• Task to complete: All of the records below need to be copied exactly.

Data extracted from a collection:
┄┄┄┄┄┄
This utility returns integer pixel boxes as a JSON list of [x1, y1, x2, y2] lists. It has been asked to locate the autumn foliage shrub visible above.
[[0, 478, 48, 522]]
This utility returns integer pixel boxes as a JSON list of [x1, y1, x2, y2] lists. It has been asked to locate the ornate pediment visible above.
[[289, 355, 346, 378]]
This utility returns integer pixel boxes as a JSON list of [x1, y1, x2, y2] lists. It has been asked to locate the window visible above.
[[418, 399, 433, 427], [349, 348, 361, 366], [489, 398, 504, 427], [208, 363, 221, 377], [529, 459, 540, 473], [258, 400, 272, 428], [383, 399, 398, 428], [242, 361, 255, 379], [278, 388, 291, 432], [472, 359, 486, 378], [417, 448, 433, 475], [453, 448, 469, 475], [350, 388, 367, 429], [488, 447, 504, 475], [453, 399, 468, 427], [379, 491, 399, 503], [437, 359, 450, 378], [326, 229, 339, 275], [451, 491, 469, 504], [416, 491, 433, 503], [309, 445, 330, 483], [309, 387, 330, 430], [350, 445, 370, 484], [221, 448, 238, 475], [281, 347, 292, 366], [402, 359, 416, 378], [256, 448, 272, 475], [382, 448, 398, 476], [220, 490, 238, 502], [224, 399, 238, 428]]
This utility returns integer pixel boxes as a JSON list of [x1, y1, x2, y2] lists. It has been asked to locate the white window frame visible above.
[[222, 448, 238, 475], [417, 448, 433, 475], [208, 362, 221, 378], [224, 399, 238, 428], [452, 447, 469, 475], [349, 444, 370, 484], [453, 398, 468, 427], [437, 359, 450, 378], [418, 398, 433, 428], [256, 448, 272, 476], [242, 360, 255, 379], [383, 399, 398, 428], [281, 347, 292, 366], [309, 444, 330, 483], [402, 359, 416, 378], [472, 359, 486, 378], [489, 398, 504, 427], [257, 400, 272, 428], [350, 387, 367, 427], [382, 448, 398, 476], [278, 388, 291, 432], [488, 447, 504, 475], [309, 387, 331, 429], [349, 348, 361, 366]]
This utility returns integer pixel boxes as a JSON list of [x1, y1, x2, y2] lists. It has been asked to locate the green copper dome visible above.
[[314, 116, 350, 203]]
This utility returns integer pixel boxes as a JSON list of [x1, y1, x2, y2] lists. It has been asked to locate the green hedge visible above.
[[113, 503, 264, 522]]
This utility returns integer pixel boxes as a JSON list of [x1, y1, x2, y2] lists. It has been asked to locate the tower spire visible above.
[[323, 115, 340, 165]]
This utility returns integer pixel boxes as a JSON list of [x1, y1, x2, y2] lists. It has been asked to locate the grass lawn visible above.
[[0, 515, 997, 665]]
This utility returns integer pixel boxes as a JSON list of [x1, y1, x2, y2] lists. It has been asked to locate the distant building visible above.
┄┄┄┄┄┄
• Task response:
This utility returns integer pixel boxes as a JSON list of [x1, y1, x2, y2] lists. It has been asked to locate the autumn foliage shrub visible above.
[[0, 478, 48, 522]]
This utility returns integer pixel boxes as a JSON list of [x1, y1, x2, y2] lists. It has been asked to locate the ornate pediment visible above.
[[289, 355, 346, 378]]
This utility returns integer pixel boxes as a JSON list of [x1, y1, x2, y2] lists. It has been asked to locate the window visible above.
[[418, 399, 433, 427], [349, 348, 361, 366], [489, 398, 504, 427], [208, 363, 221, 377], [529, 459, 540, 473], [258, 400, 272, 428], [383, 399, 398, 428], [242, 361, 255, 379], [278, 388, 291, 432], [472, 359, 486, 378], [417, 448, 433, 475], [453, 448, 469, 475], [350, 388, 367, 429], [488, 447, 504, 475], [453, 399, 468, 427], [379, 491, 399, 503], [437, 359, 450, 378], [326, 229, 339, 275], [451, 491, 469, 504], [416, 491, 433, 503], [309, 445, 330, 483], [309, 387, 330, 430], [350, 445, 370, 484], [221, 448, 238, 475], [281, 347, 292, 366], [402, 359, 416, 378], [256, 448, 272, 475], [382, 448, 398, 476], [220, 490, 238, 502], [224, 399, 238, 428]]
This utility returns integer pixel boxes as a JSON list of [x1, y1, x2, y2] lists. It has been asked to locate the white window frame visible above.
[[222, 448, 238, 475], [417, 448, 433, 475], [208, 362, 221, 378], [224, 399, 238, 428], [452, 447, 469, 475], [349, 444, 370, 484], [453, 398, 468, 427], [437, 359, 450, 378], [418, 398, 433, 428], [256, 448, 272, 476], [242, 360, 255, 379], [383, 399, 398, 428], [281, 347, 292, 366], [309, 444, 330, 483], [402, 359, 416, 378], [472, 359, 486, 378], [489, 398, 504, 427], [257, 400, 272, 428], [350, 387, 367, 427], [382, 448, 398, 476], [278, 388, 291, 432], [488, 447, 504, 475], [309, 387, 331, 429], [349, 348, 361, 366]]
This utility returns integer pixel boxes as a JSON list of [x1, y1, x2, y2] lists. It has been asked to locate the green copper dome visible above.
[[314, 116, 350, 203]]
This utility returns integer pixel boxes as a JSON list of [x1, y1, x2, y2] lists. It has been asked to locate the green hedge visible above.
[[113, 503, 264, 522]]
This utility returns integer pixel boxes as a JSON list of [x1, y1, x2, y2] lists. It has been asked to locate the tower spire visible above.
[[323, 115, 340, 165]]
This utility returns integer pixel boxes as a JSON list of [x1, y1, x2, y2] lists. It has been asked to locate the grass lawn visible above.
[[0, 515, 997, 665]]
This utility returns integer pixel boxes as a JSON list of [x1, y1, x2, y2] lists. It has been asked to locate the distant building visible above.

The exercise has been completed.